- [Stored entries]:

START

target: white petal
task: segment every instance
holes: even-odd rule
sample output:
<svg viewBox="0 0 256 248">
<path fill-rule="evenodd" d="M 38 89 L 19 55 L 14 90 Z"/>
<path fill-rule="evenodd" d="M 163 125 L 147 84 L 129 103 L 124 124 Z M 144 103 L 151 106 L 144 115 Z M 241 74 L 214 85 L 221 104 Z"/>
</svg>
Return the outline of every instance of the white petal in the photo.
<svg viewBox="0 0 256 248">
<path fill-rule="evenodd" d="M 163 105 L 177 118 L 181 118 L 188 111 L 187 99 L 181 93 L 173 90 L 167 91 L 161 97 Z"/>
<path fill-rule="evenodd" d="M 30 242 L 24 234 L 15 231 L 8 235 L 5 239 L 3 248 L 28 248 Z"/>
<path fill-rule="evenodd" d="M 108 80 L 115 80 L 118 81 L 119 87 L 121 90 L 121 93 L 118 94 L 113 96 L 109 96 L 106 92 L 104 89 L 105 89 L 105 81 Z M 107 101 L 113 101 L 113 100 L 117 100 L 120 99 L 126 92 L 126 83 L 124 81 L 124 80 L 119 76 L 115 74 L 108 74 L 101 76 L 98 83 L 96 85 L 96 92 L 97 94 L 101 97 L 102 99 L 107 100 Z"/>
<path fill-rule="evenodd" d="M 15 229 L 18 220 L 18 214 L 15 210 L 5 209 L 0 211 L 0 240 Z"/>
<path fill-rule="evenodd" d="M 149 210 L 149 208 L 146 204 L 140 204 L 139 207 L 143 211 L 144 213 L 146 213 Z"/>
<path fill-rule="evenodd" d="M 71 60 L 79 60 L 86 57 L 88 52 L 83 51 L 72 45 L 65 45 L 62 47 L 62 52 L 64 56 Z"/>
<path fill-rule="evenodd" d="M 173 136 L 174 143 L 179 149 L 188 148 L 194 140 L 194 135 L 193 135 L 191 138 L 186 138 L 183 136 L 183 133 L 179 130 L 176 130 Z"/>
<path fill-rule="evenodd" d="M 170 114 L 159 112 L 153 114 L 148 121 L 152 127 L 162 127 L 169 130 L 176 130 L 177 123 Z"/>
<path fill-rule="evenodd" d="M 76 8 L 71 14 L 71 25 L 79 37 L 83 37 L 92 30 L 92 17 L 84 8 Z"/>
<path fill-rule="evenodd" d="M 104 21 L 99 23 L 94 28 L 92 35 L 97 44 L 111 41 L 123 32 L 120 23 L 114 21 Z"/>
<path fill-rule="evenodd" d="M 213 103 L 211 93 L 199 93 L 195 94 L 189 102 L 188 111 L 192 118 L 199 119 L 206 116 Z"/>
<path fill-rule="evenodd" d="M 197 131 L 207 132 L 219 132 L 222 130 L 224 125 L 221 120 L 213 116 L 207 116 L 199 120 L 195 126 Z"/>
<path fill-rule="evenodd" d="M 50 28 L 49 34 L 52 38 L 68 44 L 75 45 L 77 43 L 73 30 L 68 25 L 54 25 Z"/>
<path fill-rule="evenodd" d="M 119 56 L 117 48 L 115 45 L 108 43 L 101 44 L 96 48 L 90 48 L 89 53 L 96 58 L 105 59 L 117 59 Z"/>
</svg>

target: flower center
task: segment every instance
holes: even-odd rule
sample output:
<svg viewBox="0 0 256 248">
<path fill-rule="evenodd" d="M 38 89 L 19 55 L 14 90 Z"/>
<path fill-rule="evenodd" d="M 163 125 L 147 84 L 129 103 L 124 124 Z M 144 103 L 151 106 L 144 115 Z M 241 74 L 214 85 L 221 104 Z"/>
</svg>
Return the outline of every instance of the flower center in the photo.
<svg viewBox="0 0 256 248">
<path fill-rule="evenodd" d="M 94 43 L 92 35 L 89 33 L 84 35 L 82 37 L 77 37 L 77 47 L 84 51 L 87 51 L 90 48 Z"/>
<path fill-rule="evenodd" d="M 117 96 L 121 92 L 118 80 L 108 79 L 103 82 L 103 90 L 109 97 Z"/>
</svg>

END

- [EXERCISE DESCRIPTION]: Please recast the stored entries above as a numbered list, starting at their first line and ending at the line that contains "50 28 L 49 34". Include both of those lines and leave out any blank lines.

- [EXERCISE OUTPUT]:
1. target: white petal
2. task: segment every instance
3. holes: even-odd rule
4. sample output:
5. <svg viewBox="0 0 256 248">
6. <path fill-rule="evenodd" d="M 38 89 L 19 55 L 14 90 Z"/>
7. <path fill-rule="evenodd" d="M 163 125 L 147 84 L 129 103 L 124 124 Z M 144 103 L 151 106 L 144 115 Z M 241 74 L 214 85 L 221 104 Z"/>
8. </svg>
9. Return the outline of every instance of the white petal in the photo.
10. <svg viewBox="0 0 256 248">
11. <path fill-rule="evenodd" d="M 163 105 L 177 118 L 181 118 L 188 111 L 187 99 L 181 93 L 173 90 L 167 91 L 161 97 Z"/>
12. <path fill-rule="evenodd" d="M 30 242 L 24 234 L 15 231 L 8 235 L 5 239 L 3 248 L 28 248 Z"/>
13. <path fill-rule="evenodd" d="M 108 80 L 115 80 L 118 81 L 119 87 L 121 90 L 121 93 L 118 94 L 113 96 L 109 96 L 106 92 L 104 89 L 105 89 L 105 81 Z M 107 101 L 113 101 L 113 100 L 117 100 L 120 99 L 126 92 L 126 83 L 124 81 L 124 80 L 119 76 L 115 74 L 108 74 L 101 76 L 98 83 L 96 85 L 96 92 L 97 94 L 101 97 L 102 99 L 107 100 Z"/>
14. <path fill-rule="evenodd" d="M 15 229 L 18 220 L 18 214 L 15 210 L 5 209 L 0 211 L 0 240 Z"/>
15. <path fill-rule="evenodd" d="M 149 210 L 149 208 L 146 204 L 140 204 L 139 207 L 143 211 L 144 213 L 146 213 Z"/>
16. <path fill-rule="evenodd" d="M 71 60 L 79 60 L 86 57 L 88 52 L 83 51 L 72 45 L 65 45 L 62 47 L 62 52 L 64 56 Z"/>
17. <path fill-rule="evenodd" d="M 173 136 L 174 143 L 179 149 L 188 148 L 194 140 L 194 135 L 193 135 L 191 138 L 186 138 L 183 136 L 183 133 L 179 130 L 176 130 Z"/>
18. <path fill-rule="evenodd" d="M 170 114 L 159 112 L 153 114 L 148 121 L 152 127 L 162 127 L 169 130 L 176 130 L 177 123 Z"/>
19. <path fill-rule="evenodd" d="M 76 8 L 71 14 L 71 25 L 79 37 L 83 37 L 92 30 L 92 17 L 84 8 Z"/>
20. <path fill-rule="evenodd" d="M 104 21 L 99 23 L 94 28 L 92 35 L 97 44 L 111 41 L 123 32 L 120 23 L 114 21 Z"/>
21. <path fill-rule="evenodd" d="M 213 103 L 211 93 L 199 93 L 195 94 L 189 102 L 188 111 L 192 118 L 199 119 L 206 116 Z"/>
22. <path fill-rule="evenodd" d="M 197 131 L 207 132 L 219 132 L 222 130 L 224 125 L 221 120 L 213 116 L 207 116 L 199 120 L 195 126 Z"/>
23. <path fill-rule="evenodd" d="M 50 28 L 49 34 L 52 38 L 68 44 L 75 45 L 77 43 L 73 30 L 68 25 L 54 25 Z"/>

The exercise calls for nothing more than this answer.